▸ **Your objective**
Can you put each of the records below into a Markdown table with the columns Row and Line, with one numbered row per line and blank lines left out?

▸ **Stored data**
____________
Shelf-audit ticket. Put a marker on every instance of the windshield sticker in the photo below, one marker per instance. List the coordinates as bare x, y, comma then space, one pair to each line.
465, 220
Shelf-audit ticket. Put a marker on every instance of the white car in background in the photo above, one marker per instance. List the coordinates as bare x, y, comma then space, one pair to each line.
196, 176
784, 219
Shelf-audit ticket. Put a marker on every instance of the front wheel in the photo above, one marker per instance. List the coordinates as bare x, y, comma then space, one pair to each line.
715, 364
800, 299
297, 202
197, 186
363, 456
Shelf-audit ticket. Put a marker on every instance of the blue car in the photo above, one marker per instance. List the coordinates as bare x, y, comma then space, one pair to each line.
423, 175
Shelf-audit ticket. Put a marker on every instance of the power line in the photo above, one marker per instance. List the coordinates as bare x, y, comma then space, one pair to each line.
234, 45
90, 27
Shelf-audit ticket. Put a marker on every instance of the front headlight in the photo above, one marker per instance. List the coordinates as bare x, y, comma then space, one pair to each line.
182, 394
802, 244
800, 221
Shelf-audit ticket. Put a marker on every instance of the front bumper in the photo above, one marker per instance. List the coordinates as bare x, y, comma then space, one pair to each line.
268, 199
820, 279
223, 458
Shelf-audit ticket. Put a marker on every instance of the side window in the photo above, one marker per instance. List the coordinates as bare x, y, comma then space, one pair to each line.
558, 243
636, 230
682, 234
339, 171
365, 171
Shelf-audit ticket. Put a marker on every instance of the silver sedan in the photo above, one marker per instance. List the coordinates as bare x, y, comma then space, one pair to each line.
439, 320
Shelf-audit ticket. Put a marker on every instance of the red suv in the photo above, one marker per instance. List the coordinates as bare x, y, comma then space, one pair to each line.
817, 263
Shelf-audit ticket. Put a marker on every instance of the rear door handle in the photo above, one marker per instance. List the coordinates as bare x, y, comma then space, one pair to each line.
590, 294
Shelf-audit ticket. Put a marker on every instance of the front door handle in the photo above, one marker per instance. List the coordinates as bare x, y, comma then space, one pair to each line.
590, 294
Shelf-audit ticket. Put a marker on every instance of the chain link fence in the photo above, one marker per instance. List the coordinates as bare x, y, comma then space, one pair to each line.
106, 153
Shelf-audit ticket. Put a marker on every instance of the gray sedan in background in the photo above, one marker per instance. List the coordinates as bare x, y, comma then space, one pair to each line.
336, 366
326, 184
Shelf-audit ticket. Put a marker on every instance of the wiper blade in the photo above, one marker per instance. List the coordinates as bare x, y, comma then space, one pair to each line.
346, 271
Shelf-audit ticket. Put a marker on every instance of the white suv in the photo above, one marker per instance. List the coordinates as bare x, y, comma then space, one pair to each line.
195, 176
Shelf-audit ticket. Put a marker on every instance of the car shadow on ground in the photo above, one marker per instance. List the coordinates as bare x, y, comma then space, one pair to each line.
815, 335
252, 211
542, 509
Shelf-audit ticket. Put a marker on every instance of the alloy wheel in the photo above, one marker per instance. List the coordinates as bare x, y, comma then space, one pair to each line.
____________
▸ **Correct answer**
| Row | Line |
|---|---|
| 1 | Shelf-audit ticket. Put a marker on every instance of the windshield sticker in the photo below, one marker per instance. List the coordinates as bare x, y, comma then space, one pair to each line. |
| 2 | 465, 220 |
| 3 | Shelf-audit ticket. Put a marker on every instance of the white car in background in the photo above, one marker per instance. List the coordinates as bare x, y, comma then space, one pair to each line. |
| 4 | 196, 176 |
| 5 | 784, 219 |
| 6 | Shelf-audit ticket. Put a marker on every instance of the front wheel in the photo above, one marker per instance. List the coordinates as bare x, y, comma then space, one pair to each line. |
| 7 | 715, 364 |
| 8 | 800, 299 |
| 9 | 297, 202 |
| 10 | 197, 186 |
| 11 | 363, 456 |
| 12 | Shelf-audit ticket. Put a marker on every instance of the blue car in the photo above, one marker per instance. List the coordinates as bare x, y, comma then space, one pair to each line. |
| 13 | 423, 175 |
| 14 | Shelf-audit ticket. Put a marker on every instance of the power line in the photo above, one marker per instance. List the coordinates as bare x, y, comma then space, one pair to each line. |
| 15 | 234, 45 |
| 16 | 90, 27 |
| 17 | Shelf-audit ticket. Put a marker on every instance of the front headlight in the photo above, one marker per instance. List the coordinates as bare x, y, comma then space, one pair to each line. |
| 18 | 182, 394 |
| 19 | 802, 244 |
| 20 | 800, 221 |
| 21 | Shelf-audit ticket. Put a marker on every instance of the front bumper in the photo above, one marker per instance. List the coordinates as bare x, y, comma then space, one pair to each line. |
| 22 | 268, 199 |
| 23 | 820, 279 |
| 24 | 223, 458 |
| 25 | Shelf-audit ticket. Put a marker on every instance of the side window in the photo above, one marker per instance. List the coordinates as bare x, y, comma then space, one pair to each line. |
| 26 | 558, 243 |
| 27 | 636, 230 |
| 28 | 682, 234 |
| 29 | 339, 171 |
| 30 | 365, 171 |
| 31 | Shelf-audit ticket. Put a marker on every instance of the silver sedan in the photo above, one marker per instance. List the coordinates as bare x, y, comma then space, one pair to each line. |
| 32 | 439, 320 |
| 33 | Shelf-audit ticket. Put a marker on every instance of the red suv in the photo above, one marker per instance. List the coordinates as bare x, y, comma then space, one pair to each line. |
| 34 | 817, 263 |
| 35 | Shelf-audit ticket. Put a marker on every instance of the rear door handle in the photo above, one marker per instance. List the coordinates as bare x, y, comma then space, one pair to each line. |
| 36 | 590, 294 |
| 37 | Shelf-audit ticket. Put a marker on every instance of the front door handle in the photo above, one marker per instance. List the coordinates as bare x, y, comma then space, one pair to each line. |
| 38 | 590, 294 |
| 39 | Shelf-audit ticket. Put a marker on every instance of the chain link fence in the photo above, one marker per instance. List the coordinates as bare x, y, comma then space, one pair to each line. |
| 40 | 106, 153 |
| 41 | Shelf-audit ticket. Put a marker on every instance of the gray sedan in background in the photo above, one marker per instance. List the coordinates as bare x, y, comma then space, one pair to each line. |
| 42 | 336, 366 |
| 43 | 326, 184 |
| 44 | Shelf-audit ticket. Put a marker on every instance of the wiper blade in the photo above, one marker per instance. List the coordinates as bare x, y, comma then space, one pair to each line. |
| 45 | 346, 271 |
| 46 | Shelf-audit ticket. Put a marker on every instance of the white suv in the photo above, one marker per instance. List the coordinates as bare x, y, comma then space, one pair to each line. |
| 47 | 195, 176 |
| 48 | Shelf-audit ticket. Put a marker on every instance of the car shadow on ground in the photo above, one marker per instance. List the coordinates as bare x, y, comma then space, one pair to each line. |
| 49 | 815, 335 |
| 50 | 252, 211 |
| 51 | 542, 509 |
| 52 | Shelf-audit ticket. Put a marker on every instance of the alloy wheel in the photo above, one marker per instance. List the coordinates as bare x, y, comma then space, one pair to each line. |